*** AVAILABLE DATA ***
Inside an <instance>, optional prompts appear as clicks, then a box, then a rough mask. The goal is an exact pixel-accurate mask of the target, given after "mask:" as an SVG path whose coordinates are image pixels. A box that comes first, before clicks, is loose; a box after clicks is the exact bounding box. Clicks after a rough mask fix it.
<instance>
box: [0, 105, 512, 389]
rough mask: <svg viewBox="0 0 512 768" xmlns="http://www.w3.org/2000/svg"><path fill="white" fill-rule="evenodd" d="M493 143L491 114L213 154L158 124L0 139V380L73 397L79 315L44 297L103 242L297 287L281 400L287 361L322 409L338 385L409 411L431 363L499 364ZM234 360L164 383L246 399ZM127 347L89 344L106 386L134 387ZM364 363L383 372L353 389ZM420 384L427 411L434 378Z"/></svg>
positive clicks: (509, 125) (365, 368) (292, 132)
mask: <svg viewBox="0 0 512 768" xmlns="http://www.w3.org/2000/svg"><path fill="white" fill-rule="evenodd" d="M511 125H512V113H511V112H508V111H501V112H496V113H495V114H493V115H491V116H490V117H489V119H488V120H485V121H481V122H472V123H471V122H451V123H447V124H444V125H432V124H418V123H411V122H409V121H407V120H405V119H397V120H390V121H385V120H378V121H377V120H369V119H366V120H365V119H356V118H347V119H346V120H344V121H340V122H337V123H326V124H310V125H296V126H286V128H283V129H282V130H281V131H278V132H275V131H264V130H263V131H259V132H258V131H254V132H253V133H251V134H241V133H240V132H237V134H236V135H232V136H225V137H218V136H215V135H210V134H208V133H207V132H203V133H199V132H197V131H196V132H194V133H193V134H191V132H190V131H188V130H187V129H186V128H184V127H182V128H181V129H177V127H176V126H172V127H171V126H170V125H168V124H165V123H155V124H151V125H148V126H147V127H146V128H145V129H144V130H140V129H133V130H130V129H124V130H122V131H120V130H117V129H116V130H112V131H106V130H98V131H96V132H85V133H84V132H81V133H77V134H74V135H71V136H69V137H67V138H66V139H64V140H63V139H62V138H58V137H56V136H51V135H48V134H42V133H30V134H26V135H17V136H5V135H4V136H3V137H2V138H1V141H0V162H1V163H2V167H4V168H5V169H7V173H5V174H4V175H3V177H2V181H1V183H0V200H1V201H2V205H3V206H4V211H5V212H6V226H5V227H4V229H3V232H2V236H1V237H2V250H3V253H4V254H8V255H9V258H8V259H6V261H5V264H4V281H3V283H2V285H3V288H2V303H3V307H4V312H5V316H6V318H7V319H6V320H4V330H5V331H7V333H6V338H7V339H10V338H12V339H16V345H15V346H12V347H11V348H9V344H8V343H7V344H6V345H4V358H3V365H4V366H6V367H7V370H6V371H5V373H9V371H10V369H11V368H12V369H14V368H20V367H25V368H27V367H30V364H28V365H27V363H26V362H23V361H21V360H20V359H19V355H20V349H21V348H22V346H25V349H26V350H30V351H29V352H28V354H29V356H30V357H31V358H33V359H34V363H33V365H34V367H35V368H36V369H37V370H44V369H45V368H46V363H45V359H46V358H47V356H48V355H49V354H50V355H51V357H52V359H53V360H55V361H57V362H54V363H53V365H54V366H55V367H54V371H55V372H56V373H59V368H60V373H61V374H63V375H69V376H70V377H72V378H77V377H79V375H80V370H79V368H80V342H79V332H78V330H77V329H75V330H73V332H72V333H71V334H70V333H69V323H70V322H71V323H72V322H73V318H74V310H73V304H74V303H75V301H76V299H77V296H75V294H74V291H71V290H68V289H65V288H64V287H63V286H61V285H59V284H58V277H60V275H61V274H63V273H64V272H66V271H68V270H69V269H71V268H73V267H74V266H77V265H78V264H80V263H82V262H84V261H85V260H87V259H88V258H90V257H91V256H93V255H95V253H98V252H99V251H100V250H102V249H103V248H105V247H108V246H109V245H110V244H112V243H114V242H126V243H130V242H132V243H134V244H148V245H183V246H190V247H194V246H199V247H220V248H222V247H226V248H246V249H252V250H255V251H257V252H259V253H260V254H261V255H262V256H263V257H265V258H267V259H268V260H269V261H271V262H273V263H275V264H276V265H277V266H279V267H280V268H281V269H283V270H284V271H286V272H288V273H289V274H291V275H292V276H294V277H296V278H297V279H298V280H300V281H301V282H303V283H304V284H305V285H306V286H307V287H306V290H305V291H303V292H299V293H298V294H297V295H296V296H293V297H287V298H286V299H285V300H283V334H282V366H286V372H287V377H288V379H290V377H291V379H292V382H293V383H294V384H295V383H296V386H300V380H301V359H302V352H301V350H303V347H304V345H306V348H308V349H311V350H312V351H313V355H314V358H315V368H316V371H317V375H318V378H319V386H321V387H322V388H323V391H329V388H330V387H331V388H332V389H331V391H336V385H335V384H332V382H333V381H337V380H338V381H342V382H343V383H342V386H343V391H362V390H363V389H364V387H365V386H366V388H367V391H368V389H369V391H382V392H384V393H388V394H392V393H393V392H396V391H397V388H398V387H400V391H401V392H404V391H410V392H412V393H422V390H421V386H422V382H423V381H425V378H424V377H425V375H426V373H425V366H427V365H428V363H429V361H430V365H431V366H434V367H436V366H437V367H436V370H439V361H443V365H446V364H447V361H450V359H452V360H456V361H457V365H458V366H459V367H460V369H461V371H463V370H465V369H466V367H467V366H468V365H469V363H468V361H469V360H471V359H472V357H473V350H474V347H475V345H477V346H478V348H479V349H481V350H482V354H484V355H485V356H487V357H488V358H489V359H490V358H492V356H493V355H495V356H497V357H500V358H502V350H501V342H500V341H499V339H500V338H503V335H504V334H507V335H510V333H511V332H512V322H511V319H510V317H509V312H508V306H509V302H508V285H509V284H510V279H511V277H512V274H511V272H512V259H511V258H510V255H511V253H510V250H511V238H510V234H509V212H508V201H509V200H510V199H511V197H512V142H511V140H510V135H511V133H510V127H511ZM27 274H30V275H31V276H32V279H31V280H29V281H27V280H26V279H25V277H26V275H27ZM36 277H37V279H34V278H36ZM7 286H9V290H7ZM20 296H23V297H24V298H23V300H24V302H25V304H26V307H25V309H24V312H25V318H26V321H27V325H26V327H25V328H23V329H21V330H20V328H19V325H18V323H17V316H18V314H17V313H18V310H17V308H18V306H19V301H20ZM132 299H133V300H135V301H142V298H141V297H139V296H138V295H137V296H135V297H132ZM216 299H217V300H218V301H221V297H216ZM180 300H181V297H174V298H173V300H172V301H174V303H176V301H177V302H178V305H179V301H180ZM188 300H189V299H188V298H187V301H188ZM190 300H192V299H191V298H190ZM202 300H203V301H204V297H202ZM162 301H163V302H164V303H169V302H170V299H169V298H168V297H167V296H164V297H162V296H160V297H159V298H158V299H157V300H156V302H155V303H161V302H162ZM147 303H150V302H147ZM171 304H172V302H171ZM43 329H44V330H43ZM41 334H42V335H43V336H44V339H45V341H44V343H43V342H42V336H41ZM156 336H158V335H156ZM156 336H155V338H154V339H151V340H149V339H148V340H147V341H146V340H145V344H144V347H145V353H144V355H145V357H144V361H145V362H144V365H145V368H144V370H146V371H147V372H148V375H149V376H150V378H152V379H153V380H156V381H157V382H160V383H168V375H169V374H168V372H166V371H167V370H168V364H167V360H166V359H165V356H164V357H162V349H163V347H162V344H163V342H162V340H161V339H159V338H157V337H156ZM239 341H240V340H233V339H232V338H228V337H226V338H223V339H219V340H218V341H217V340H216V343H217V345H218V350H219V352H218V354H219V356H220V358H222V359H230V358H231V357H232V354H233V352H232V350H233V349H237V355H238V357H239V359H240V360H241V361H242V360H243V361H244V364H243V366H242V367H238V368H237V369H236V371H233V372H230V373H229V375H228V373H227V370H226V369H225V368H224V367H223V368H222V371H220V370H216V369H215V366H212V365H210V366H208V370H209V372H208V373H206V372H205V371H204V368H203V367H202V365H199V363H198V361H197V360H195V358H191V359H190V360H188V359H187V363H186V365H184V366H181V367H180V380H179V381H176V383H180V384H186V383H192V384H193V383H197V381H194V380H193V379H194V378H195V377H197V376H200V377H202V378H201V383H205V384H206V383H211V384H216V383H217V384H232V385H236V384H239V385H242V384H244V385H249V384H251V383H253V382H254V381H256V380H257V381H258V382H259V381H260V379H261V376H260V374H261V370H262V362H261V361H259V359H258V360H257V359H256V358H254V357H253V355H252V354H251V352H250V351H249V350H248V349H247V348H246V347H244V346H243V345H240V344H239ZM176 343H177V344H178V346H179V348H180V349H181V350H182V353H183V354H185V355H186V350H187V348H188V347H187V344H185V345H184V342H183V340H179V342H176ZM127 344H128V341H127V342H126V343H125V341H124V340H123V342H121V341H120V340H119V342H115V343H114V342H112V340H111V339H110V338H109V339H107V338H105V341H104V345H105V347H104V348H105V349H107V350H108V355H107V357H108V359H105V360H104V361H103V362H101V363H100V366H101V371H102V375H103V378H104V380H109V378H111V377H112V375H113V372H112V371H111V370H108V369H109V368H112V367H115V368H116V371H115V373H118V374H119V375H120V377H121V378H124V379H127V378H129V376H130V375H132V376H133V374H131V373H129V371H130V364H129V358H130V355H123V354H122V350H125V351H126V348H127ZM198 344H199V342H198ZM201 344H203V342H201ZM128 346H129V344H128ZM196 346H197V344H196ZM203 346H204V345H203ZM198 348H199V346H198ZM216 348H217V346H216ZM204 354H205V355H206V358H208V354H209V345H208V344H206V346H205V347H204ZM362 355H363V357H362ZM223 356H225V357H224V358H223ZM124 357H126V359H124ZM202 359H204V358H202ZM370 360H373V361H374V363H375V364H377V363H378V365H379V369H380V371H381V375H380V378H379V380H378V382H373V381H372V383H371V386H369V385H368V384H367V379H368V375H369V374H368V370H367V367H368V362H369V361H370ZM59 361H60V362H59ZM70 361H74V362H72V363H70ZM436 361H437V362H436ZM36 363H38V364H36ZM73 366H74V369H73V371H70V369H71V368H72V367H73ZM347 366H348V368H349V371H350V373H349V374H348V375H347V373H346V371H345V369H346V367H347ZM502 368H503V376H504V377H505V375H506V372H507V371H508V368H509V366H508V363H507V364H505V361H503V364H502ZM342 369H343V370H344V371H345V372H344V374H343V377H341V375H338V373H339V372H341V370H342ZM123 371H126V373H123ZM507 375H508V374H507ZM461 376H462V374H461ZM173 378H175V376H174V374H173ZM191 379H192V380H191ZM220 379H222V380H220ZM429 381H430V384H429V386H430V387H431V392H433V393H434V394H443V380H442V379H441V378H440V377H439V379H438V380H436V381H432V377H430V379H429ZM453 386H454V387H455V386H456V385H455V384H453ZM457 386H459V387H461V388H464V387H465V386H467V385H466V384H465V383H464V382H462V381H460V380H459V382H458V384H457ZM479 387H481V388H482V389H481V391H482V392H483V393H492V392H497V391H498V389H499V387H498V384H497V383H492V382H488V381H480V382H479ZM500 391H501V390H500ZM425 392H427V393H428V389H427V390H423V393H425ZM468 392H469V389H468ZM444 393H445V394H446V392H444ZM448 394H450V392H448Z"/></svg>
*** End of AVAILABLE DATA ***
PROBLEM TO SOLVE >> Retype the lines from the start of the records up to and including the line containing "box: [0, 105, 512, 389]".

EXERCISE OUTPUT >>
Inside an <instance>, optional prompts appear as clicks, then a box, then a rough mask. The goal is an exact pixel-accurate mask of the target, given after "mask:" as an SVG path whose coordinates are image pixels. A box that comes first, before clicks, is loose; a box after clicks is the exact bounding box. Clicks after a rough mask fix it.
<instance>
box: [0, 105, 512, 389]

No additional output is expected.